BEGIN

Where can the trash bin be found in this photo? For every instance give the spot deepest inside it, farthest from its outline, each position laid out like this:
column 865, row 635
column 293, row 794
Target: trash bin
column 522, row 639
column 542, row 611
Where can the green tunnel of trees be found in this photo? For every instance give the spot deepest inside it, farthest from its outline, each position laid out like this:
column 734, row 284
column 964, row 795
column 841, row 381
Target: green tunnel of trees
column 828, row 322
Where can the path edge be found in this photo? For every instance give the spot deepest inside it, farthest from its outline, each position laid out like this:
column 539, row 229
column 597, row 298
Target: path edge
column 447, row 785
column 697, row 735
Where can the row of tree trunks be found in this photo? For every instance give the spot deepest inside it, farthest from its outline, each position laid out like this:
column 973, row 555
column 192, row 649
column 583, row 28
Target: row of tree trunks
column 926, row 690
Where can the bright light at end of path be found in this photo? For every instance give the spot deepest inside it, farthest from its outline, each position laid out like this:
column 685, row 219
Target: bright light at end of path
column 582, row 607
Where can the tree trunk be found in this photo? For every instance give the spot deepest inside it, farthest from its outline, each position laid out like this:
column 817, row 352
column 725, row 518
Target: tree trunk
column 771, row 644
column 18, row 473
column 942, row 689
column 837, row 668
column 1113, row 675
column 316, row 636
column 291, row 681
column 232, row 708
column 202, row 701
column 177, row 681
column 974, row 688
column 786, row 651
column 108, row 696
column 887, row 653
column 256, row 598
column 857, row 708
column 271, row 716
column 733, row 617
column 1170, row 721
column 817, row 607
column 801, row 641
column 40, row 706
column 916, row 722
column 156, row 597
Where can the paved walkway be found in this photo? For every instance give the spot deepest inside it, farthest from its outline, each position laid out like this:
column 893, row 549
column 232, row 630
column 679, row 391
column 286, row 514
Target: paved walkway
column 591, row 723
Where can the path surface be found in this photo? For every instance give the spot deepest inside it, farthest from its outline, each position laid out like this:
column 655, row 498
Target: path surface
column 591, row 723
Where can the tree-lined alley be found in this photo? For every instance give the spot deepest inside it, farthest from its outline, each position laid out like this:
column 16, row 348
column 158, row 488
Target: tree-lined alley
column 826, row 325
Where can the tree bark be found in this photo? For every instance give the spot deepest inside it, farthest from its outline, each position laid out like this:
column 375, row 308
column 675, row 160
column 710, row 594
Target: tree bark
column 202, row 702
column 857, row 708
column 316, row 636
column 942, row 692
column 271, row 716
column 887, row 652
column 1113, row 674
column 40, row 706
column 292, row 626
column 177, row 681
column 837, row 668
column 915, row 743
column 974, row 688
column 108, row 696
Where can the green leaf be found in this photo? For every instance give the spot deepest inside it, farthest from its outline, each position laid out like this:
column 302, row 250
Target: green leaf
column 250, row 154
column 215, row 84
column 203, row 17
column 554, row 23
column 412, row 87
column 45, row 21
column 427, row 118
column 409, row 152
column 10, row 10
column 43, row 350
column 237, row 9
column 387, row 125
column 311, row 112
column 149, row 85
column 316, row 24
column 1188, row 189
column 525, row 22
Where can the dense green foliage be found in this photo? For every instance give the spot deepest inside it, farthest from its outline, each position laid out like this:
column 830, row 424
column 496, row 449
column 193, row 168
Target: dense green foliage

END

:: Goal of the exercise ::
From the first line of the entries above to the line with "column 685, row 219", please return every line exactly, keeping both ends.

:: Answer space ::
Where can the trash bin be found in this photo? For every instance give the spot deepest inside it, farthest from its outline, each position laid out like this:
column 865, row 635
column 293, row 794
Target: trash bin
column 522, row 639
column 542, row 611
Where can the green tunnel of trees be found in this photo? For every instance give the spot deepest inside it, farthest from its outline, each position laid out like this:
column 734, row 284
column 964, row 795
column 841, row 381
Target: green tunnel of trees
column 828, row 322
Where can the path edge be found in this photo? For every instance give the spot deepest inside it, farthest from its outline, each position laid out like this:
column 539, row 229
column 597, row 298
Target: path edge
column 447, row 785
column 697, row 735
Where can the row of tree trunks be found in this photo? For every instance give the spot deepest inside it, farthest from its outline, each position laid out like this:
column 973, row 555
column 192, row 649
column 583, row 28
Target: row of tree trunks
column 926, row 690
Where can the bright light at end of path be found in this photo? For every instance give the spot deepest inside it, farthest from its outline, each position laid out like this:
column 685, row 219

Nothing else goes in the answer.